**Fragmento del texto**
###

EL OTRO EN LÉVINAS: El laberinto de la incerteza

EL OTRO EN LÉVINAS: Una salida a la encrucijada sujeto–objeto y su pertinencia en las ciencias sociales (*)
(Juan Carlos Aguirre García ** – Luis Guillermo Jaramillo Echeverri ***)

II. El laberinto de la incerteza

La sensación que tenemos de encontrarnos en un mundo que nos apresa bajo categorías
teóricas, la expresa claramente Zemelman (2005) cuando considera que muchas veces la
realidad avanza a saltos agigantados, mientras los investigadores e investigadoras tratamos
de asirla por medio de explicaciones y comprensiones teóricas. Cuando creemos que la
estamos alcanzando, ésta nuevamente avanza dejando una estela de infortunio al no
encontrarnos seguros y seguras de que aquello que comprendimos no fue del todo cierto.
En la presentación del texto Totalidad e Infinito, Lévinas inicia con una cita del Quijote
en la que pone de manifiesto cómo podemos encontrarnos en un mundo que hemos
encantado y hechizado con pretensiones omni-comprensivas de verdad, sin saber a “ciencia
cierta” que aquello que decimos de la realidad es realmente lo que se dice de ella; así,
entonces, todo aparecer del ser puede ser una posible apariencia y la manifestación de las
cosas —el testimonio de la conciencia— se puede presentar como el efecto de una cierta
magia.

###

**Datos proporcionados**

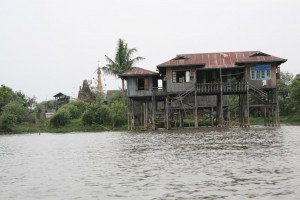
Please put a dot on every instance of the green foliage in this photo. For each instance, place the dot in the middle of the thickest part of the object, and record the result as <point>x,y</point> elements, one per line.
<point>86,92</point>
<point>13,113</point>
<point>123,60</point>
<point>117,97</point>
<point>60,118</point>
<point>6,122</point>
<point>75,108</point>
<point>96,113</point>
<point>6,95</point>
<point>44,106</point>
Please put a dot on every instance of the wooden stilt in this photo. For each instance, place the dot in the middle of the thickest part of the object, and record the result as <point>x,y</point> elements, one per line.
<point>167,122</point>
<point>196,111</point>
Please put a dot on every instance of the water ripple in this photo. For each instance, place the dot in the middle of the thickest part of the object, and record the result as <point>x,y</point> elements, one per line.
<point>179,164</point>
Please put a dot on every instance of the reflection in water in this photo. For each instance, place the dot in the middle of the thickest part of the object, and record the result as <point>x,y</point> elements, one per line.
<point>182,164</point>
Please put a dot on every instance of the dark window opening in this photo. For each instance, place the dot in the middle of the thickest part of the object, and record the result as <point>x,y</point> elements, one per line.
<point>143,84</point>
<point>180,76</point>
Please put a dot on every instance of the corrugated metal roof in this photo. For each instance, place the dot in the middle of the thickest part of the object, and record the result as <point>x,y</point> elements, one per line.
<point>136,71</point>
<point>221,59</point>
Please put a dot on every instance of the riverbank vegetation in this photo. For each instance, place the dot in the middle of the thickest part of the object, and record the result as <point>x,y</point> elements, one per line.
<point>93,112</point>
<point>20,113</point>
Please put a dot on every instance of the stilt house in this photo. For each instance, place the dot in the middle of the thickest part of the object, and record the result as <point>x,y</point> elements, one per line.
<point>198,86</point>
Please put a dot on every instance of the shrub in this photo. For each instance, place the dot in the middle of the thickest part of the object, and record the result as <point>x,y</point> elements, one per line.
<point>60,118</point>
<point>75,108</point>
<point>17,110</point>
<point>6,122</point>
<point>96,113</point>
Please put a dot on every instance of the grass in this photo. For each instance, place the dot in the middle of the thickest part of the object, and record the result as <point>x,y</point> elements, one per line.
<point>77,126</point>
<point>74,126</point>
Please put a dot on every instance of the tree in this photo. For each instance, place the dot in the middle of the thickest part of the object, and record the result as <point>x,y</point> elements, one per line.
<point>86,93</point>
<point>123,61</point>
<point>6,95</point>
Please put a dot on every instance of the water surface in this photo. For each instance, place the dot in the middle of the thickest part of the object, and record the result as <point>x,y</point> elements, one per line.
<point>189,164</point>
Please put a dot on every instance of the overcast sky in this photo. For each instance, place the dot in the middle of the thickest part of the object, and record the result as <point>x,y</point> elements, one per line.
<point>51,46</point>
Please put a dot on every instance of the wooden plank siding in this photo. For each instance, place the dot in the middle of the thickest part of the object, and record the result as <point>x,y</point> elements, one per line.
<point>178,87</point>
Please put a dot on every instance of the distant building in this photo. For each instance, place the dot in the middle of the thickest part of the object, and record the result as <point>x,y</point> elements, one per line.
<point>109,93</point>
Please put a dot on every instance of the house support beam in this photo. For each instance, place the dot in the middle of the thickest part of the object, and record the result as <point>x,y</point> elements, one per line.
<point>196,110</point>
<point>167,121</point>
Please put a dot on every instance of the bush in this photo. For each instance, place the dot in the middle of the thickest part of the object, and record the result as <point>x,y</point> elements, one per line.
<point>17,110</point>
<point>96,113</point>
<point>6,122</point>
<point>75,108</point>
<point>61,118</point>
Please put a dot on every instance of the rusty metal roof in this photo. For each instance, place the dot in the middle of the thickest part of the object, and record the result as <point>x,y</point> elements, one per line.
<point>221,59</point>
<point>136,71</point>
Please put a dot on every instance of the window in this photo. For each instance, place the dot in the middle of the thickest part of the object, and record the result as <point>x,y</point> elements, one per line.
<point>180,76</point>
<point>260,72</point>
<point>142,83</point>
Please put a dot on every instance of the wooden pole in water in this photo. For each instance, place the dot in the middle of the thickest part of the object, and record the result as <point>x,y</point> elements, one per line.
<point>167,125</point>
<point>196,109</point>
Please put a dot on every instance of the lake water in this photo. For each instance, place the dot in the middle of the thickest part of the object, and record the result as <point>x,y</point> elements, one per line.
<point>257,163</point>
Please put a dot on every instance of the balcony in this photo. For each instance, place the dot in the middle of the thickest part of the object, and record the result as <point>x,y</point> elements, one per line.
<point>215,88</point>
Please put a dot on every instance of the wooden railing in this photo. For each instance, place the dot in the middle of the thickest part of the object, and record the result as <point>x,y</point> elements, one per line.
<point>226,87</point>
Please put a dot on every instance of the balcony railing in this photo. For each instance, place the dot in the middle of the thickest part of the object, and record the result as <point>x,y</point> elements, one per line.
<point>226,87</point>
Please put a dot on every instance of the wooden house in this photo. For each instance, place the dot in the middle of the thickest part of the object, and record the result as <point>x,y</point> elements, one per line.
<point>192,83</point>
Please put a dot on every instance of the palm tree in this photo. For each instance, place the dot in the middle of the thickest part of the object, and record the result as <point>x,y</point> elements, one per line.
<point>123,60</point>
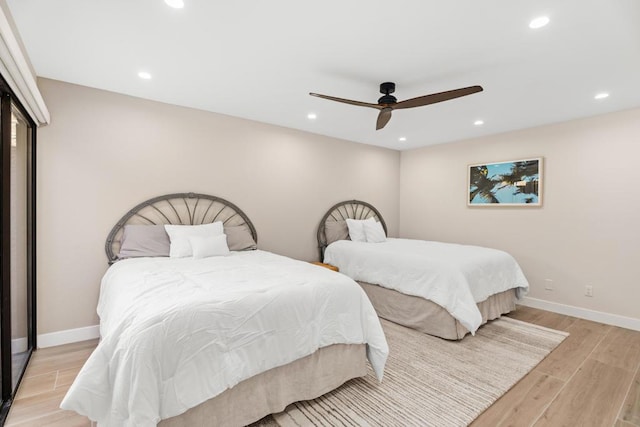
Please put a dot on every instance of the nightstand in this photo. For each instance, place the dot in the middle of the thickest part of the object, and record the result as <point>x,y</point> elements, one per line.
<point>322,264</point>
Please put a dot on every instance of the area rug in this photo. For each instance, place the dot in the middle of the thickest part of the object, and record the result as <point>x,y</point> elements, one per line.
<point>429,381</point>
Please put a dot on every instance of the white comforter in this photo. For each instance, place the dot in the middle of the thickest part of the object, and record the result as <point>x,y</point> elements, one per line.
<point>453,276</point>
<point>176,332</point>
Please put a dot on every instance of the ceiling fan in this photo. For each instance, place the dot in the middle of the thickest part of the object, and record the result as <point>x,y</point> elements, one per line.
<point>387,103</point>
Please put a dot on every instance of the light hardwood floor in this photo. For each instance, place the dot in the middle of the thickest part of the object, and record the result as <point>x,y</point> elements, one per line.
<point>591,379</point>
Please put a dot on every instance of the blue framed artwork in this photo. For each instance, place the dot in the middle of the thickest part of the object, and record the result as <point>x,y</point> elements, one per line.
<point>512,183</point>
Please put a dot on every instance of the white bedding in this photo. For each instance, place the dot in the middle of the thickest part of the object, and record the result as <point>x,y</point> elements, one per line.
<point>177,332</point>
<point>453,276</point>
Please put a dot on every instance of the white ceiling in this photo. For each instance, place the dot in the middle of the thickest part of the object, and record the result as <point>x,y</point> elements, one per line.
<point>259,59</point>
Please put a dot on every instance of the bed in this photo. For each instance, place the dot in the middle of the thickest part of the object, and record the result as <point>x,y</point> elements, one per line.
<point>442,289</point>
<point>222,339</point>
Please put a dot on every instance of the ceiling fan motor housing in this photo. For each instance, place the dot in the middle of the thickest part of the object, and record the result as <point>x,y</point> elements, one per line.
<point>387,88</point>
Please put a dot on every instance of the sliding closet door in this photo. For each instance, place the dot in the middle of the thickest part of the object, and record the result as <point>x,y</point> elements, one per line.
<point>17,255</point>
<point>19,245</point>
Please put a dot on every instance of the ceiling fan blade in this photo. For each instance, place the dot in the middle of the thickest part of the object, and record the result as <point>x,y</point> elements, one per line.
<point>383,117</point>
<point>437,97</point>
<point>347,101</point>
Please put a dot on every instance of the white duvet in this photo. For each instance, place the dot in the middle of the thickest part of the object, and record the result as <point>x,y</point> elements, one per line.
<point>177,332</point>
<point>453,276</point>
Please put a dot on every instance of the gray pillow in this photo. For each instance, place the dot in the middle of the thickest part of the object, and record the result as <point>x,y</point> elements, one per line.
<point>336,230</point>
<point>144,240</point>
<point>239,238</point>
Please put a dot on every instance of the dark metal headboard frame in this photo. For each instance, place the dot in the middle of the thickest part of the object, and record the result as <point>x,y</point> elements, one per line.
<point>354,209</point>
<point>180,209</point>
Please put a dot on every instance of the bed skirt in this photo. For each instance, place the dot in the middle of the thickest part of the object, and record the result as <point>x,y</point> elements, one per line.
<point>271,391</point>
<point>427,316</point>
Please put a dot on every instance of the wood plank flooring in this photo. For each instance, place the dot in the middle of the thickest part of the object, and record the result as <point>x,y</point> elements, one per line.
<point>591,379</point>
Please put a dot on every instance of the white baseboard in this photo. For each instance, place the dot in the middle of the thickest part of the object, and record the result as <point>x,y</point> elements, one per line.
<point>92,332</point>
<point>583,313</point>
<point>19,345</point>
<point>68,336</point>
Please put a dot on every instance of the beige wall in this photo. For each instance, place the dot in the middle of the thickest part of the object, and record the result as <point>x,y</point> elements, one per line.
<point>586,232</point>
<point>104,152</point>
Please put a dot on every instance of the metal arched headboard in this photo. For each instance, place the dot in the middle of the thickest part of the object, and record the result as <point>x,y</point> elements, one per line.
<point>180,209</point>
<point>354,209</point>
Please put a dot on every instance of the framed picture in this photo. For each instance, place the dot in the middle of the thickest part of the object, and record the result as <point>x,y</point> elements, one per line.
<point>512,183</point>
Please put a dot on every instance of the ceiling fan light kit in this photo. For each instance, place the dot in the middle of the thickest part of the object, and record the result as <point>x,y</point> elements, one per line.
<point>387,102</point>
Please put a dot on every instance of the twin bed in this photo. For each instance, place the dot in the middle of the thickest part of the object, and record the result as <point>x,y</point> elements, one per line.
<point>441,289</point>
<point>192,338</point>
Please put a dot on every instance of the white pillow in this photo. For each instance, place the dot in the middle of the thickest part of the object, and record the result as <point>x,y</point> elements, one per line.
<point>179,236</point>
<point>356,229</point>
<point>206,246</point>
<point>374,232</point>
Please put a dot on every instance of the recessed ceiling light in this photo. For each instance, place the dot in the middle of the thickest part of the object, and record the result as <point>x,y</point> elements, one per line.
<point>176,4</point>
<point>539,22</point>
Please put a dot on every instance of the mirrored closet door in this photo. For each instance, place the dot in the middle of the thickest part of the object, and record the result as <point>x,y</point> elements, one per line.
<point>17,245</point>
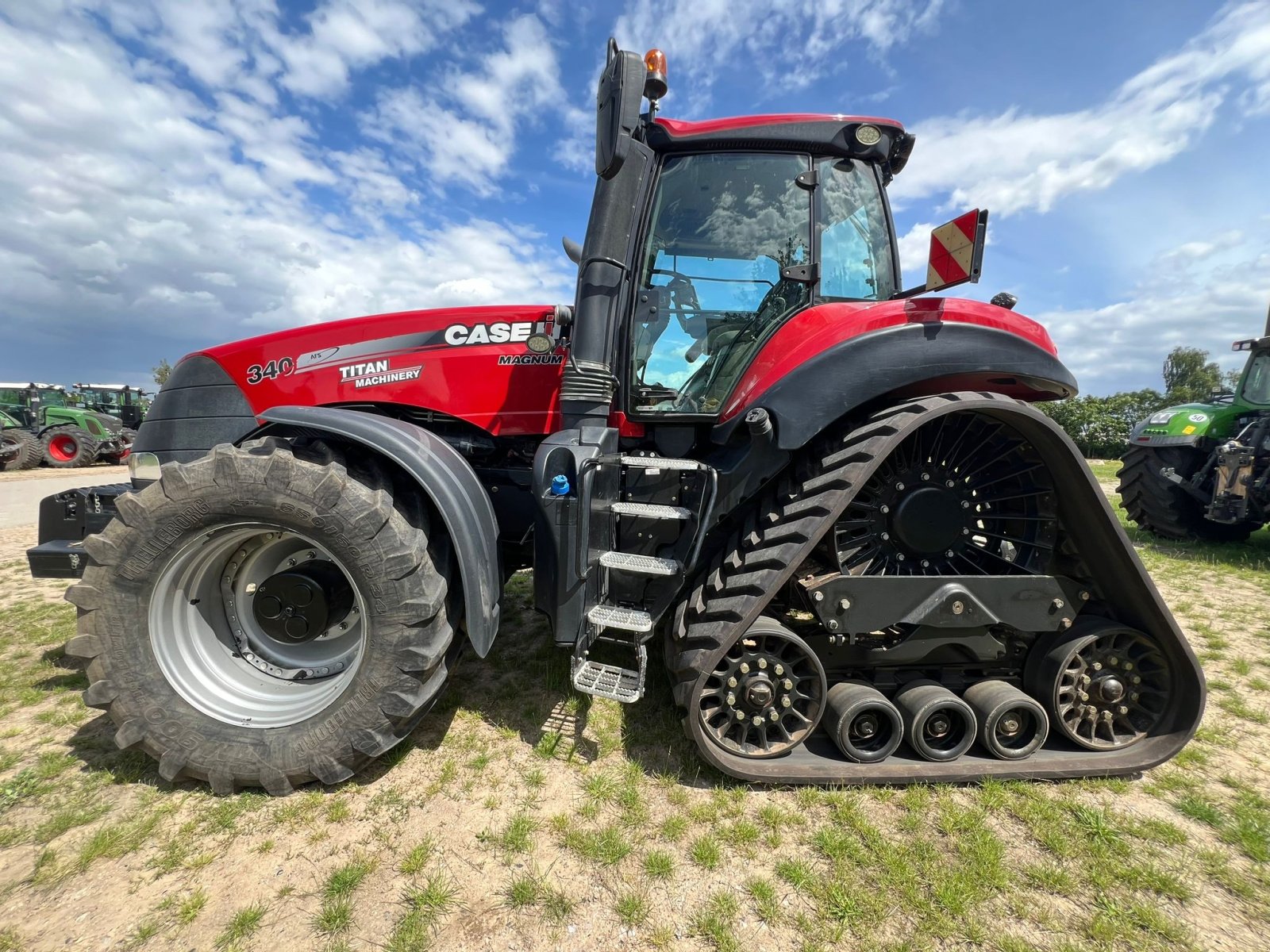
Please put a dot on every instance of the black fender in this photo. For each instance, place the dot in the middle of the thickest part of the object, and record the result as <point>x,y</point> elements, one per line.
<point>910,359</point>
<point>442,473</point>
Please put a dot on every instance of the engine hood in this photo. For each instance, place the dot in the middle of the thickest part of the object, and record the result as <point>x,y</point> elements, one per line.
<point>495,367</point>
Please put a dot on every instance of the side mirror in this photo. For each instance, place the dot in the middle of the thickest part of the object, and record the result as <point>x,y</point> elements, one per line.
<point>956,253</point>
<point>618,107</point>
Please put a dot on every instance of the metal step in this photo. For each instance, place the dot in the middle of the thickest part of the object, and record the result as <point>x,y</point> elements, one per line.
<point>624,619</point>
<point>638,564</point>
<point>660,463</point>
<point>610,681</point>
<point>651,511</point>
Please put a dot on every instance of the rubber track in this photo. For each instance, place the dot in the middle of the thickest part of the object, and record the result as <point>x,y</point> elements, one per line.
<point>1161,508</point>
<point>780,532</point>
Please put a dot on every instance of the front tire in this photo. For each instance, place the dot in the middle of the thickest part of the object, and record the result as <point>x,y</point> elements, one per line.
<point>216,691</point>
<point>67,447</point>
<point>1160,507</point>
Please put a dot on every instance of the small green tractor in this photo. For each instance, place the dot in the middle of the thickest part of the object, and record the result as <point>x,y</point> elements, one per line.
<point>129,404</point>
<point>69,436</point>
<point>1203,470</point>
<point>19,450</point>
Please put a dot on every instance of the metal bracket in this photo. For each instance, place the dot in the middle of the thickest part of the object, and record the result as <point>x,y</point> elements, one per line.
<point>860,605</point>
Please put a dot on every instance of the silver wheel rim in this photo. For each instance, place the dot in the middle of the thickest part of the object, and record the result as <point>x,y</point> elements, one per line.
<point>216,655</point>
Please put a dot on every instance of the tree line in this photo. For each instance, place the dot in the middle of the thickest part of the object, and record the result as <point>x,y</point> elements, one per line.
<point>1099,425</point>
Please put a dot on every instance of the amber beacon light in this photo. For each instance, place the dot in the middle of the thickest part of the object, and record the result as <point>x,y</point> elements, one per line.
<point>654,84</point>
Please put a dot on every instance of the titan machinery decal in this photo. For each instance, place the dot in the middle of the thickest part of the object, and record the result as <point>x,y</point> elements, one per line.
<point>376,374</point>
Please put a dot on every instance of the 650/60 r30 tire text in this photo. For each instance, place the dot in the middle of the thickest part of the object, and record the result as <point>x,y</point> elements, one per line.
<point>264,616</point>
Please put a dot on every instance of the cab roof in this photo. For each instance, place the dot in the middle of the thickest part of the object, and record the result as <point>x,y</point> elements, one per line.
<point>836,135</point>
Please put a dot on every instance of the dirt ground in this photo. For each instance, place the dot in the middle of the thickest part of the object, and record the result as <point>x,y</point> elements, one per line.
<point>524,816</point>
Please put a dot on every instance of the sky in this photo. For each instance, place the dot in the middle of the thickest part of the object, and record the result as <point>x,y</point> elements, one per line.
<point>179,175</point>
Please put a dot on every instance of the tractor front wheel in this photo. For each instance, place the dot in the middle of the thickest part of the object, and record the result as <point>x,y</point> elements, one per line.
<point>67,447</point>
<point>1162,508</point>
<point>29,450</point>
<point>264,617</point>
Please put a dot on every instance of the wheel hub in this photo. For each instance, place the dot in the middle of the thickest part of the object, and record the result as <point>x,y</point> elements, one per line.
<point>298,606</point>
<point>927,520</point>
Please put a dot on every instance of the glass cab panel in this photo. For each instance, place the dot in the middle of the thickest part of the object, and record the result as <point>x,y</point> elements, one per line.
<point>721,267</point>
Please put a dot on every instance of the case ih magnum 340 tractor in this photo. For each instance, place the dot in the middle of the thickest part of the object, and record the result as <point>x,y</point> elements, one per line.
<point>864,556</point>
<point>1203,470</point>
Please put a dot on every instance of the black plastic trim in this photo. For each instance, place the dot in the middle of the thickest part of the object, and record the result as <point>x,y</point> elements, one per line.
<point>442,473</point>
<point>860,370</point>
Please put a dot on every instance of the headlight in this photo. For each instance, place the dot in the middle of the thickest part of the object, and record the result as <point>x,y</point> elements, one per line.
<point>144,466</point>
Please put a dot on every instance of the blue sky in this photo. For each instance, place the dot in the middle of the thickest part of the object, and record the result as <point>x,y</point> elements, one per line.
<point>177,175</point>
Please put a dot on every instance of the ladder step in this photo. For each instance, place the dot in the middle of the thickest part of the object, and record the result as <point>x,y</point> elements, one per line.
<point>660,463</point>
<point>610,681</point>
<point>652,511</point>
<point>624,619</point>
<point>638,564</point>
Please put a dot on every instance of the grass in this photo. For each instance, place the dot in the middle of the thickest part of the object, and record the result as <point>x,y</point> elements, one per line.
<point>573,812</point>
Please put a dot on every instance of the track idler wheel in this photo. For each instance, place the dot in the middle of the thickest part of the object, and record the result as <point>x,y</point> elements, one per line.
<point>863,723</point>
<point>1105,683</point>
<point>937,724</point>
<point>1011,725</point>
<point>766,695</point>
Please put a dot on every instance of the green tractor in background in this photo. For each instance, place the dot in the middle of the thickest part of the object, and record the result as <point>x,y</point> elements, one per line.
<point>69,436</point>
<point>1203,470</point>
<point>129,404</point>
<point>19,450</point>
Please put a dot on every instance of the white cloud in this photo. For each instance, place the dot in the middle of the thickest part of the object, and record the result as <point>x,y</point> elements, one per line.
<point>791,42</point>
<point>1016,162</point>
<point>135,205</point>
<point>468,132</point>
<point>1200,294</point>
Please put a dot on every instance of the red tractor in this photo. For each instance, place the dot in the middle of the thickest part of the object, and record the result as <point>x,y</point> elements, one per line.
<point>865,558</point>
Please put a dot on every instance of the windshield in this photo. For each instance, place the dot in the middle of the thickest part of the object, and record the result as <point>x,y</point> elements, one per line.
<point>722,266</point>
<point>1257,385</point>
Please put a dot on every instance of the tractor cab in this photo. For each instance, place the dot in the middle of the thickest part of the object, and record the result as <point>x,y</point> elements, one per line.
<point>116,399</point>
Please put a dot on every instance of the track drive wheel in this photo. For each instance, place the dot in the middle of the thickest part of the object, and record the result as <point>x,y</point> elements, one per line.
<point>766,693</point>
<point>29,455</point>
<point>1106,685</point>
<point>264,617</point>
<point>67,447</point>
<point>1164,509</point>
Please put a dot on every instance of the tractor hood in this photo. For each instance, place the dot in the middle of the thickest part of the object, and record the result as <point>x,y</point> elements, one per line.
<point>495,367</point>
<point>1185,424</point>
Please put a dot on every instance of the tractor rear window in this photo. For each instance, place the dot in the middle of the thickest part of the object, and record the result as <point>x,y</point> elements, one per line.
<point>722,266</point>
<point>1257,387</point>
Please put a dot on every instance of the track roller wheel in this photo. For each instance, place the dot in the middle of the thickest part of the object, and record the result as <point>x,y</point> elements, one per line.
<point>863,723</point>
<point>937,724</point>
<point>766,695</point>
<point>1011,725</point>
<point>1106,685</point>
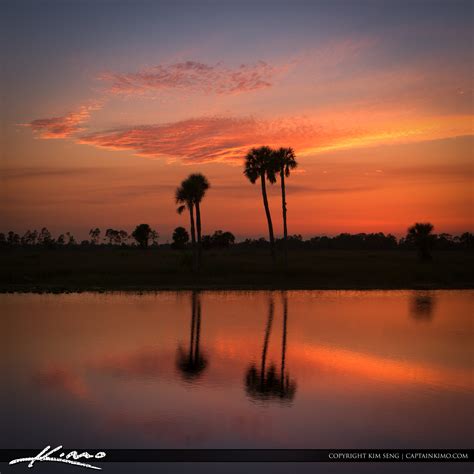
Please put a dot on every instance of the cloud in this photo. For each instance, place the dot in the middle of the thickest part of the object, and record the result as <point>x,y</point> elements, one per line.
<point>65,125</point>
<point>227,139</point>
<point>213,139</point>
<point>193,76</point>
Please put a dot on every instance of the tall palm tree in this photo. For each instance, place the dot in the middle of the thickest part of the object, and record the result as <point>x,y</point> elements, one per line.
<point>284,161</point>
<point>199,185</point>
<point>259,164</point>
<point>192,363</point>
<point>184,197</point>
<point>267,384</point>
<point>421,235</point>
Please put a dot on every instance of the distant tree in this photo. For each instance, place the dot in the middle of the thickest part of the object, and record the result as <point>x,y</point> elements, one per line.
<point>29,238</point>
<point>180,238</point>
<point>258,165</point>
<point>184,196</point>
<point>154,236</point>
<point>111,234</point>
<point>123,236</point>
<point>13,238</point>
<point>199,185</point>
<point>70,239</point>
<point>45,237</point>
<point>421,236</point>
<point>466,241</point>
<point>142,234</point>
<point>219,239</point>
<point>284,160</point>
<point>94,234</point>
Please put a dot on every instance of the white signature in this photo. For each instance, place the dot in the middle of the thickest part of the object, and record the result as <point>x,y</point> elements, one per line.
<point>70,458</point>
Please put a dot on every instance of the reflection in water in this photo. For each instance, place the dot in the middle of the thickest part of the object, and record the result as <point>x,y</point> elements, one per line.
<point>422,305</point>
<point>267,384</point>
<point>368,373</point>
<point>192,363</point>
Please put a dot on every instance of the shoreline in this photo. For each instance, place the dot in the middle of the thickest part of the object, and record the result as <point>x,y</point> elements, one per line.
<point>66,289</point>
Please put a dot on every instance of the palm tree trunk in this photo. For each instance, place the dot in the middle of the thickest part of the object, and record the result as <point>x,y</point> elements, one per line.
<point>283,206</point>
<point>269,217</point>
<point>198,228</point>
<point>268,330</point>
<point>193,237</point>
<point>198,329</point>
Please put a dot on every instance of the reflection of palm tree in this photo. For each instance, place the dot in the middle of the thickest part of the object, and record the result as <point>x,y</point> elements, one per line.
<point>268,384</point>
<point>191,363</point>
<point>422,305</point>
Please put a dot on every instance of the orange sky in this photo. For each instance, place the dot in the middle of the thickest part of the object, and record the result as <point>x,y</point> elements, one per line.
<point>378,110</point>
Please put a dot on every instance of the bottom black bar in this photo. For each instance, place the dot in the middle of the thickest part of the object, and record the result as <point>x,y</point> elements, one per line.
<point>94,456</point>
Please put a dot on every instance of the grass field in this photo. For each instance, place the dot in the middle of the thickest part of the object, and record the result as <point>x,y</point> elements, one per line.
<point>134,269</point>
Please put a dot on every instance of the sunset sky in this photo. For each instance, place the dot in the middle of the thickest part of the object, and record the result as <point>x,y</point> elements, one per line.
<point>107,106</point>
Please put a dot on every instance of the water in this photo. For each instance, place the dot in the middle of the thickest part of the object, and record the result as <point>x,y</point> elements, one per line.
<point>299,369</point>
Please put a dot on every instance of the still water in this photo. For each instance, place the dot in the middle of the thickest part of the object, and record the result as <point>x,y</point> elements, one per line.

###

**Tareas**
A: Enumera todas las personas reales que el fragmento sobre Lévinas menciona por su nombre o apellido, incluido el encabezado.
B: Por favor, extrae del fragmento sobre Lévinas el pasaje literal desde "EL OTRO EN LÉVINAS: El" hasta "Jaramillo Echeverri ***)".
C: Continúa el fragmento sobre Lévinas a partir de su última oración.
No hace falta consultar las entradas.

**Respuestas**
A:
Juan Carlos Aguirre García
Luis Guillermo Jaramillo Echeverri
Zemelman
Lévinas

B:
EL OTRO EN LÉVINAS: El laberinto de la incerteza

EL OTRO EN LÉVINAS: Una salida a la encrucijada sujeto–objeto y su pertinencia en las ciencias sociales (*)
(Juan Carlos Aguirre García ** – Luis Guillermo Jaramillo Echeverri ***)

C:
Empezamos a hechizar un mundo en el que nos sentimos cómodos y encantados en
razones formales que los otros comienzan a creerse y con base en ellas a tener certeza de cómo viven y cómo vivimos. Don Quijote, en su delirio, comenta a Sancho la angustia de
no sentirse a gusto con lo que dicen los encantadores de su realidad:
“Los que me han encantado habrán tomado esa apariencia y semejanza; porque es
fácil a los encantadores tomar la figura que se les antoja, y habrán tomado las destos
nuestros amigos para darte a ti ocasión de que pienses lo que piensas y ponerte en un
laberinto de imaginaciones, [in-certezas] que no aciertes a salir dél, aunque tuvieses
la soga de Teseo” (De Cervantes, 1997, p. 462).
Igual que Don Quijote, podemos encontrarnos en un laberinto de in-certezas al
preguntarnos si lo que dicen los encantadores de nosotros es realmente lo que nosotros
pensamos de nosotros mismos. Este fue el desarrollo que tuvo la humanidad moderna al
mostrarnos un mundo igualitario de certezas y progresos. “El mundo social por malo que
fuera, podía ser mejorado, y mejorado para todos; sin embargo, es necesario destacar que
no se afirmaba que el individuo se volvería necesariamente mejor en el sentido moral”
(Wallerstein, 2001, p. 178). Crecimos en un mundo universal y optimista de desarrollo.
Don Quijote nos revela la modernidad de su encarcelamiento al encontrarse en medio de
máscaras impuestas sólo por la razón unívoca.
La modernidad nos ha velado la realidad al ponernos en frente celofanes de colores que
nos hacen ver al ser humano distorsionado, sin un tiempo y un lugar; es decir, a-histórico y
geo-culturalmente uniforme, vedado para reconocerle en sus especificidades. Para Lévinas,
los filósofos y científicos han hablado tan incesantemente sobre la centralidad del individuo
en este mundo moderno, que han hecho de la modernidad una promesa homogénea y lineal
de entendimiento de la vida.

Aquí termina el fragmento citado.